▶ [Given task]:
Update the items below by replacing "stack of small bowl" with "stack of small bowls" and leave everything else unchanged.
○ ○ ○ ○
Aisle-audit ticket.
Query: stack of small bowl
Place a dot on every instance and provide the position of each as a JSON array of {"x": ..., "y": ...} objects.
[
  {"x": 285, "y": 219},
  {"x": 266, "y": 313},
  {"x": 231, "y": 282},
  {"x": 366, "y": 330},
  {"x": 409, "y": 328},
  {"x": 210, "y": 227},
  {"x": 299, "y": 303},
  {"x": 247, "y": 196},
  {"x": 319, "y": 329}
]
○ ○ ○ ○
▶ [Reply to the exercise]:
Aisle-audit ticket.
Query: stack of small bowls
Place a dot on every instance and provide the position of each as a JSON array of {"x": ..., "y": ...} objects.
[
  {"x": 285, "y": 219},
  {"x": 266, "y": 313},
  {"x": 231, "y": 282},
  {"x": 366, "y": 330},
  {"x": 409, "y": 328},
  {"x": 210, "y": 227},
  {"x": 299, "y": 303},
  {"x": 247, "y": 196},
  {"x": 319, "y": 329}
]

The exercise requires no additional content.